Such a graph is called a Latin square graph (see e.g. this article by Bailey and Cameron http://designtheory.org/library/encyc/topics/lsee.pdf). We can interpret an autotopism of a Latin square as an automorphism of the Latin square graph. So let S be the set of Latin square graphs formed from the Latin squares of order n. So the question I'm interested in is:

Given a permutation p, is p an automorphism of one (or more) of the graphs in S?

My feeling is that it is a difficult question to answer in general -- I'm currently writing a 30+ page paper on the matter (with 2 co-authors). Actually most of the time it is easy (most of the time it's "no"), but there are some difficult cases.

So I'm interested in finding decision problems that would be related to "symmetry classification". They don't really need to be related to Latin squares, I'm just hoping to use these techniques to answer the question for Latin squares.

Answer 1

Take any language $L$ (that consists of binary strings). Construct the set $S$ of graphs as follows:

• For each string $x \in L$ with $|x| = n$, we have the graph $G_x = (V_x,E_x)$ in $S$, with the set of nodes $V_x = \{1,2,...,3n\}$ and the following edges: if bit $i$ of $x$ is $0$, then the nodes $3i-2$ and $3i-1$ are adjacent, otherwise $3i-2$ and $3i$ are adjacent. There are no other edges.

= Task input =
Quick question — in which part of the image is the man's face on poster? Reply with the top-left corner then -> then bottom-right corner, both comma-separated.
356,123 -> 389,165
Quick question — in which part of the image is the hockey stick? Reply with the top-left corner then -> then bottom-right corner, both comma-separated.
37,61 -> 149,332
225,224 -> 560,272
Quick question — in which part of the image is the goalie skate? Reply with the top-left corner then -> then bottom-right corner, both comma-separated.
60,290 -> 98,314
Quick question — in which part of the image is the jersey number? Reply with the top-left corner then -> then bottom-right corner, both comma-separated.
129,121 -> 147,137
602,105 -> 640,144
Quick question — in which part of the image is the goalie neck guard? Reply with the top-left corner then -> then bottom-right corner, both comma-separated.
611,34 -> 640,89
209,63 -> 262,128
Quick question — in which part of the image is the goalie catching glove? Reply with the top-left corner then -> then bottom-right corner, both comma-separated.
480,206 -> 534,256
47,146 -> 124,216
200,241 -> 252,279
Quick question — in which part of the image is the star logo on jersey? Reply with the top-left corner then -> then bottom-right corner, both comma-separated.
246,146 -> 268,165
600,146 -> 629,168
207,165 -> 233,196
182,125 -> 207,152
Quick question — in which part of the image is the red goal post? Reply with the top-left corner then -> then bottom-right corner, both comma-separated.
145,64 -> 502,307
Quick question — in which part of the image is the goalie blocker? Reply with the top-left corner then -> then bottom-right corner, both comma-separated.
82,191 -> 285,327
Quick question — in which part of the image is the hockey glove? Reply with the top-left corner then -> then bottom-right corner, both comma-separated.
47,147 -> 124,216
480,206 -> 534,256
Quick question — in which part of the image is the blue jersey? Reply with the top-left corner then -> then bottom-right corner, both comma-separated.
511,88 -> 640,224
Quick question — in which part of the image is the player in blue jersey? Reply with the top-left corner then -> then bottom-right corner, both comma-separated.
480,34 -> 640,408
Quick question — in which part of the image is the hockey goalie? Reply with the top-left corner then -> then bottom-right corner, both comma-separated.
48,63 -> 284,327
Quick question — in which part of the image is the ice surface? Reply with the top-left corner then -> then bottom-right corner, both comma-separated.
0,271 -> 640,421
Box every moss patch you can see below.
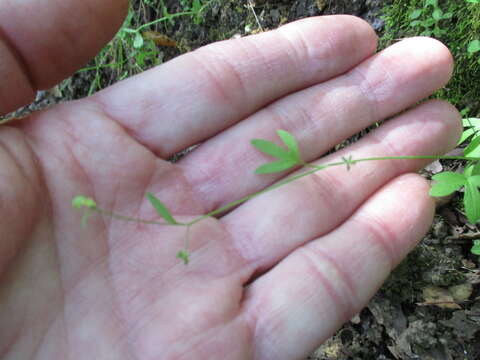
[380,0,480,116]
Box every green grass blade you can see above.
[277,130,301,162]
[463,181,480,224]
[255,159,298,174]
[147,192,178,225]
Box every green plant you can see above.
[410,0,452,37]
[72,130,480,264]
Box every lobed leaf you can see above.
[467,40,480,54]
[251,139,289,159]
[463,136,480,157]
[147,192,178,225]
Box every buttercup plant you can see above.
[72,129,480,264]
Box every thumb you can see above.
[0,0,128,114]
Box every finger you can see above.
[180,38,452,209]
[0,0,128,114]
[0,126,43,277]
[94,16,376,157]
[222,101,461,272]
[244,174,434,360]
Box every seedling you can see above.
[72,130,480,264]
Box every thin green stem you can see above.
[91,207,188,226]
[88,155,480,228]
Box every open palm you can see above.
[0,0,460,360]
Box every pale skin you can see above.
[0,0,460,360]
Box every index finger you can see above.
[0,0,128,114]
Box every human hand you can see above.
[0,0,460,360]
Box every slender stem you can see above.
[135,10,195,32]
[88,155,480,228]
[91,207,188,226]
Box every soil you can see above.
[4,0,480,360]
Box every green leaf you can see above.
[463,178,480,224]
[462,118,480,130]
[432,8,443,21]
[277,130,302,162]
[470,240,480,255]
[133,32,143,49]
[463,162,480,177]
[410,20,422,27]
[463,136,480,157]
[410,9,423,20]
[251,139,289,159]
[255,159,298,174]
[177,250,190,265]
[468,175,480,187]
[147,192,178,225]
[429,171,467,196]
[457,128,475,145]
[467,39,480,54]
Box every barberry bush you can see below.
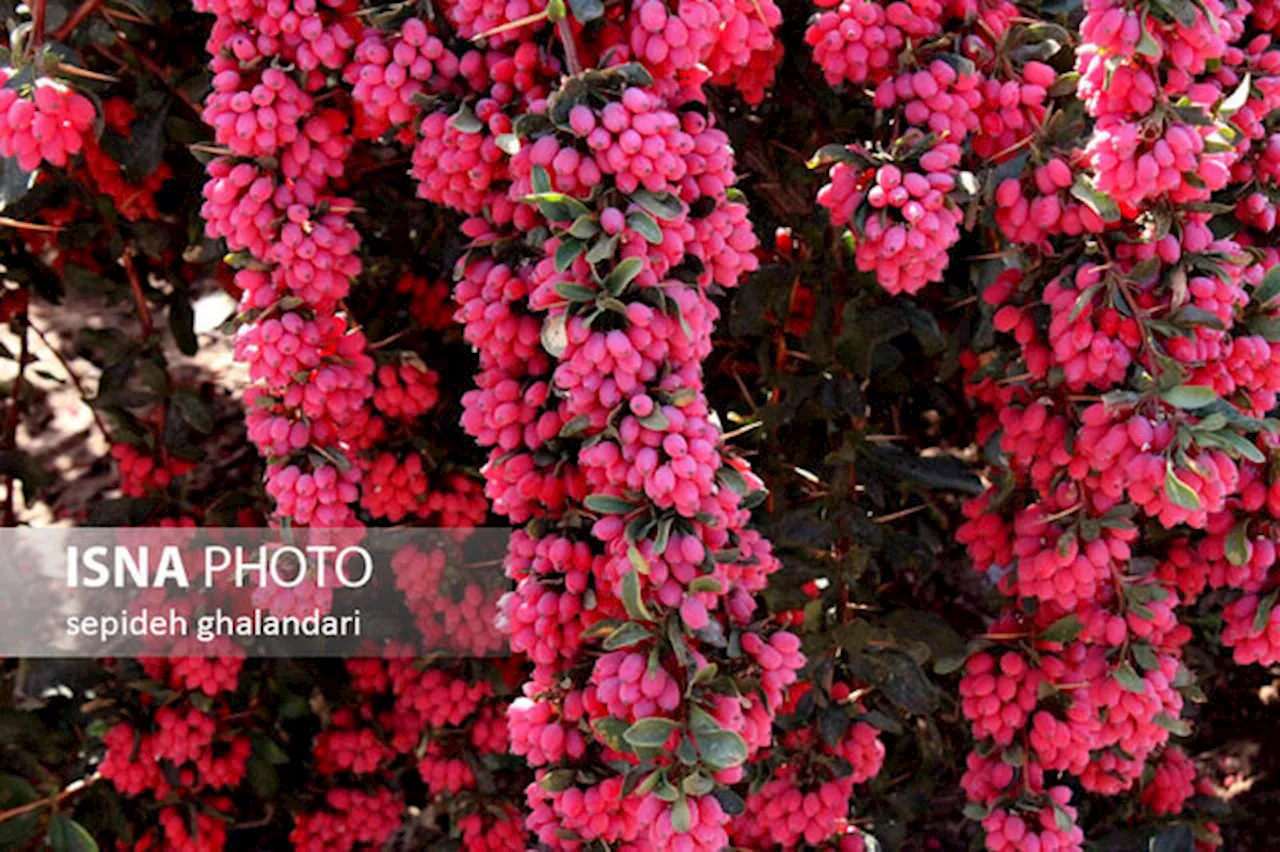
[0,0,1280,852]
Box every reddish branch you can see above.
[0,775,101,824]
[29,0,49,51]
[120,246,155,339]
[54,0,102,41]
[4,310,31,527]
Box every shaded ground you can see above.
[0,290,245,526]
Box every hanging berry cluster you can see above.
[808,0,1280,851]
[349,0,878,849]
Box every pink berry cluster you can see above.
[197,0,375,527]
[0,68,97,171]
[373,0,804,834]
[957,156,1277,849]
[806,0,1280,849]
[97,658,252,852]
[732,683,884,849]
[818,138,963,294]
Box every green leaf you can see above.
[1217,74,1253,120]
[568,212,600,239]
[818,704,852,748]
[568,0,604,23]
[1156,0,1197,28]
[1253,588,1280,633]
[1165,462,1201,512]
[1225,518,1249,567]
[120,96,173,183]
[493,133,520,157]
[173,389,214,435]
[805,143,859,169]
[1152,713,1192,737]
[244,755,280,800]
[604,622,653,651]
[639,408,671,432]
[689,577,723,592]
[543,313,568,358]
[0,157,38,212]
[1071,175,1120,223]
[556,281,598,302]
[582,494,636,514]
[49,814,97,852]
[1160,385,1217,409]
[631,189,685,221]
[622,716,680,748]
[530,166,552,193]
[627,210,662,246]
[1134,13,1162,59]
[556,237,586,272]
[680,773,716,796]
[1196,429,1267,464]
[627,544,649,576]
[449,104,486,133]
[538,769,577,793]
[698,729,746,771]
[622,568,653,622]
[604,257,644,296]
[671,796,694,834]
[1253,265,1280,304]
[1111,663,1147,695]
[1133,642,1160,672]
[1039,613,1084,645]
[586,234,618,264]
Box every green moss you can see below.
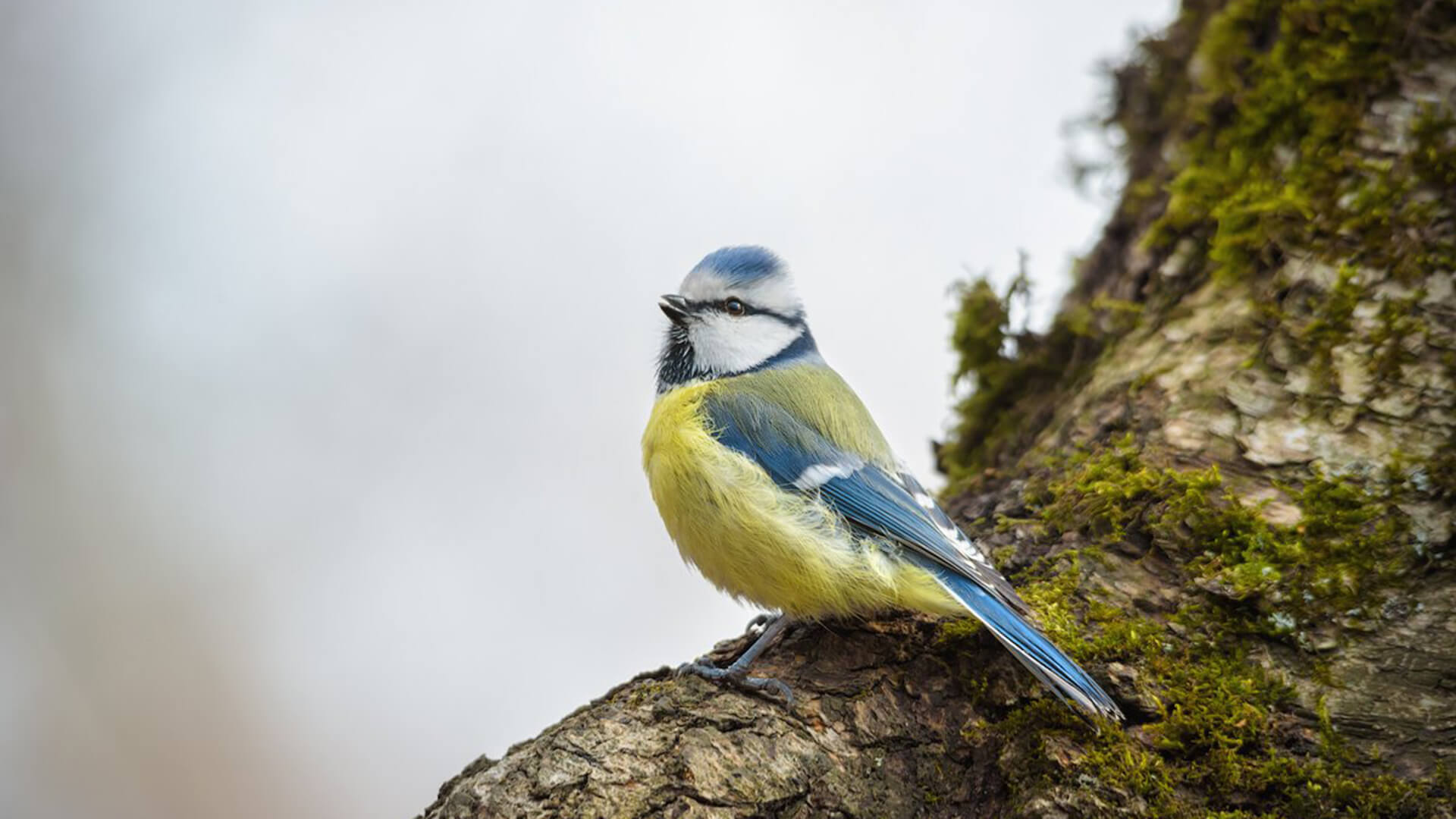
[1146,0,1456,280]
[939,268,1141,491]
[945,438,1450,817]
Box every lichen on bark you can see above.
[427,0,1456,817]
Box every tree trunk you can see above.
[425,0,1456,819]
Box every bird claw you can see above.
[674,657,793,707]
[742,612,779,634]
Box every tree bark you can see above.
[424,0,1456,819]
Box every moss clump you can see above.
[939,265,1138,488]
[1029,438,1418,642]
[1146,0,1456,281]
[946,438,1451,819]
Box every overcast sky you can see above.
[0,0,1172,819]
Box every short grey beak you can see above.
[657,293,693,325]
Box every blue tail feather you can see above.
[916,561,1122,721]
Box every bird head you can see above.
[658,246,818,392]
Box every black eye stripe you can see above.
[687,296,804,317]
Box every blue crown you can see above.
[693,245,782,284]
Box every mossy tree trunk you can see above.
[425,0,1456,817]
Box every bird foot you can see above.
[674,655,793,707]
[742,612,779,634]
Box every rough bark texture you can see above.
[425,0,1456,819]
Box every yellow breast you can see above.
[642,381,961,618]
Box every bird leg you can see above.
[676,615,793,705]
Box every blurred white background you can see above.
[0,0,1174,819]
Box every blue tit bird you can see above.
[642,246,1122,720]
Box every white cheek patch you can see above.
[742,275,804,316]
[687,312,804,373]
[679,270,804,316]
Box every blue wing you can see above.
[704,391,1122,720]
[704,391,1029,613]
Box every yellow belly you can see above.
[642,381,964,618]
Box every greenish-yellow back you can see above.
[642,366,961,617]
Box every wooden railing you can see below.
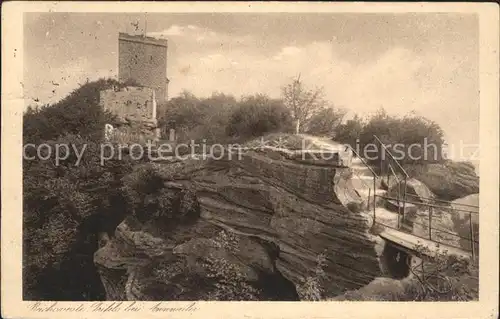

= Actions to take =
1. Retype the passage on Latin square graphs in full, word for word.
2. Convert the entries from the line containing "Box every finger you can see above." up to and including the line containing "[4,0,480,360]" into a Markdown table with the columns Row and Line, numbering each line and omitting blank lines.

= Outputs in order =
1.
Such a graph is called a Latin square graph (see e.g. this article by Bailey and Cameron http://designtheory.org/library/encyc/topics/lsee.pdf). We can interpret an autotopism of a Latin square as an automorphism of the Latin square graph. So let S be the set of Latin square graphs formed from the Latin squares of order n. So the question I'm interested in is:

Given a permutation p, is p an automorphism of one (or more) of the graphs in S?

My feeling is that it is a difficult question to answer in general -- I'm currently writing a 30+ page paper on the matter (with 2 co-authors). Actually most of the time it is easy (most of the time it's "no"), but there are some difficult cases.

So I'm interested in finding decision problems that would be related to "symmetry classification". They don't really need to be related to Latin squares, I'm just hoping to use these techniques to answer the question for Latin squares.

Answer 1

Take any language $L$ (that consists of binary strings). Construct the set $S$ of graphs as follows:

• For each string $x \in L$ with $|x| = n$, we have the graph $G_x = (V_x,E_x)$ in $S$, with the set of nodes $V_x = \{1,2,...,3n\}$ and the following edges: if bit $i$ of $x$ is $0$, then the nodes $3i-2$ and $3i-1$ are adjacent, otherwise $3i-2$ and $3i$ are adjacent. There are no other edges.

2.
| Row | Line |
|---|---|
| 1 | Box every finger you can see above. |
| 2 | [180,38,452,209] |
| 3 | [0,0,128,114] |
| 4 | [0,126,43,277] |
| 5 | [94,16,376,157] |
| 6 | [222,101,461,272] |
| 7 | [244,174,434,360] |
| 8 | Box every seedling you can see above. |
| 9 | [72,130,480,264] |
| 10 | Box every thin green stem you can see above. |
| 11 | [91,207,188,226] |
| 12 | [88,155,480,228] |
| 13 | Box every open palm you can see above. |
| 14 | [0,0,460,360] |
| 15 | Box every pale skin you can see above. |
| 16 | [0,0,460,360] |
| 17 | Box every index finger you can see above. |
| 18 | [0,0,128,114] |
| 19 | Box every human hand you can see above. |
| 20 | [0,0,460,360] |
| 21 | Box every slender stem you can see above. |
| 22 | [135,10,195,32] |
| 23 | [88,155,480,228] |
| 24 | [91,207,188,226] |
| 25 | Box every soil you can see above. |
| 26 | [4,0,480,360] |